* **What the exercise asks**
Please rewrite the records below, from the line holding "of the pair" through the line holding "x=631, y=826" (both lines included), keeping every line and changing only the answer coordinates. Multiply each answer coordinate by 1.6 and round it to a whole number, rounding halves up, but leave the coordinates in the sample format lines as they are.

+---+

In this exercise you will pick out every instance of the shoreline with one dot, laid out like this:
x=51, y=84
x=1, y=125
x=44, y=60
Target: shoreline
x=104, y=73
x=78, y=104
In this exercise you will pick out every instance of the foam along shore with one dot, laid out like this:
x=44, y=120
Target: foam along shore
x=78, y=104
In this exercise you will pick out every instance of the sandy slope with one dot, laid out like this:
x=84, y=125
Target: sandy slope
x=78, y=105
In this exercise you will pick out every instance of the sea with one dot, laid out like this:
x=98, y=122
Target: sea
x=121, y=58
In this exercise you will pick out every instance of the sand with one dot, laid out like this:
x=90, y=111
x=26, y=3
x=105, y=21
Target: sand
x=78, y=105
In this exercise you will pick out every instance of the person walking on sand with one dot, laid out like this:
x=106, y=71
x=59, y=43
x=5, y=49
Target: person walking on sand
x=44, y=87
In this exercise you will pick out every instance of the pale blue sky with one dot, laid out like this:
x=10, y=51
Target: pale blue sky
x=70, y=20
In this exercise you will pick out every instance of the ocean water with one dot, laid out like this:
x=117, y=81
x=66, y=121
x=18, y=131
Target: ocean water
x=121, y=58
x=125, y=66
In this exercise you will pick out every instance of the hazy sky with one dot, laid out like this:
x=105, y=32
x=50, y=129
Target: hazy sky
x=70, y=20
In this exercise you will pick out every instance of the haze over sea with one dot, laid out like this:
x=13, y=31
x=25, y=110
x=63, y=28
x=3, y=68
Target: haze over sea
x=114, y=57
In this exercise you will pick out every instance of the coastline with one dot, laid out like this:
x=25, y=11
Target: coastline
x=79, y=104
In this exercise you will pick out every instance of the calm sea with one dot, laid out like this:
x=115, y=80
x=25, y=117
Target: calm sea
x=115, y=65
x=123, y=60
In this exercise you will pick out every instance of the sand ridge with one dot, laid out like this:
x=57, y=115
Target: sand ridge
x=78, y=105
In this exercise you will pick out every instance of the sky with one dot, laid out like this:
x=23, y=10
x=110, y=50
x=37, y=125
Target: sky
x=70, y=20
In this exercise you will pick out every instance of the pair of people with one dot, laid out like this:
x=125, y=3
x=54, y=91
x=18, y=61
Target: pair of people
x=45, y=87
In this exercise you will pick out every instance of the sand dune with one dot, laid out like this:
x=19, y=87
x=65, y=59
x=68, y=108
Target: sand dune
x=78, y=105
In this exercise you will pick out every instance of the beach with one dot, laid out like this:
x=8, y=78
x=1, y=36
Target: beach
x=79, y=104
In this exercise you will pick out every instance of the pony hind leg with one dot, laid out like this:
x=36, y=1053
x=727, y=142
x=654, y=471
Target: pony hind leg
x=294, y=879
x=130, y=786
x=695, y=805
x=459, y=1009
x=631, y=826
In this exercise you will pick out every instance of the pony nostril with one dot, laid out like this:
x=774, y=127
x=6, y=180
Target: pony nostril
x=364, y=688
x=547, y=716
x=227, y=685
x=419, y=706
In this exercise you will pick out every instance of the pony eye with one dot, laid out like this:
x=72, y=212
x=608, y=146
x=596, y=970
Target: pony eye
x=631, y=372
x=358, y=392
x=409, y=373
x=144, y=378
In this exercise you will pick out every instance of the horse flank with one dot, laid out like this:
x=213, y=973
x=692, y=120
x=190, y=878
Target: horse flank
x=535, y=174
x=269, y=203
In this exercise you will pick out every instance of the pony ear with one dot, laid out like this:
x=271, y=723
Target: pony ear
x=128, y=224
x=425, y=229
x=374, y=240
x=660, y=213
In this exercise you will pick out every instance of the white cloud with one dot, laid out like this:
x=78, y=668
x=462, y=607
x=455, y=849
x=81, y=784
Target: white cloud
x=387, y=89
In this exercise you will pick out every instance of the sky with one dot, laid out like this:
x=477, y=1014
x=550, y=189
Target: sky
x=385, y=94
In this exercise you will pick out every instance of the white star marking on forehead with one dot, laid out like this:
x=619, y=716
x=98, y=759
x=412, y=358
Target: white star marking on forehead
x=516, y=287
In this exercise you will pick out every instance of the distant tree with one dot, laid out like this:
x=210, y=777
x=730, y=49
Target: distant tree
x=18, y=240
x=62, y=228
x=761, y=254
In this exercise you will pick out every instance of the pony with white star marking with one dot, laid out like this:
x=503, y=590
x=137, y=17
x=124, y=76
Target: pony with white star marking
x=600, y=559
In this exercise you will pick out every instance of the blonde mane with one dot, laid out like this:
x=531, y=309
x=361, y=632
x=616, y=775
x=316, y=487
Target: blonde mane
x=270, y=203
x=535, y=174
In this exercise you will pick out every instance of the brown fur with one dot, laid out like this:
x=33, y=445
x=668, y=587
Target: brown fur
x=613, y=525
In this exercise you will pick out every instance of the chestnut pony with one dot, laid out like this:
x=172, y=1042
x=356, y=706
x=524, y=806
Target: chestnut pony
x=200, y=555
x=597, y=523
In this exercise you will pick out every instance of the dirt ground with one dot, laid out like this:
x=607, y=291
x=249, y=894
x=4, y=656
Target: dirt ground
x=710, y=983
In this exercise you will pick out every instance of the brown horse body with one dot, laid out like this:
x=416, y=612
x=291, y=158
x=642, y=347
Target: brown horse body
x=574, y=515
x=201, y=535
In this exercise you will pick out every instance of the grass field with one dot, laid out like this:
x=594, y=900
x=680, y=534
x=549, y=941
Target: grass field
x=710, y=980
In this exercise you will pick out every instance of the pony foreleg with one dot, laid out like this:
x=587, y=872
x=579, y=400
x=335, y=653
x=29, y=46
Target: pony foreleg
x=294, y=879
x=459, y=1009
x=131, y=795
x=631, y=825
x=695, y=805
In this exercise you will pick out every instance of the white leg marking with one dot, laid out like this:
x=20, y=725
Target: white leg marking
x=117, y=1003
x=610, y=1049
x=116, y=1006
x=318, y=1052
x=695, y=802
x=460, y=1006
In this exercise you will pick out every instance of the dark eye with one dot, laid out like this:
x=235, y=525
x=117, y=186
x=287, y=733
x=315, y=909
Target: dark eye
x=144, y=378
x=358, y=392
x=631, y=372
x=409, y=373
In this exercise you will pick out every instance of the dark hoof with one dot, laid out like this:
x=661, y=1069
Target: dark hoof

+---+

* **Answer to this problem**
In this exercise you will pick out every instance of the pair of people with one dot, laid out like this:
x=125, y=3
x=54, y=91
x=18, y=61
Target: pair of people
x=72, y=139
In this exercise you will pick out every instance of the sand dune with one dot, laid out like this:
x=19, y=87
x=65, y=59
x=68, y=108
Target: sand dune
x=125, y=168
In this exercise you will pick out every instance of the beach with one dot, laid out like this:
x=8, y=78
x=1, y=36
Target: beach
x=126, y=166
In this exercise you will pick out every instance of the pony hind leg with one dot, laid out like this:
x=36, y=1053
x=727, y=142
x=654, y=471
Target: pony hind leg
x=470, y=1406
x=208, y=1258
x=1112, y=1288
x=734, y=1614
x=1010, y=1322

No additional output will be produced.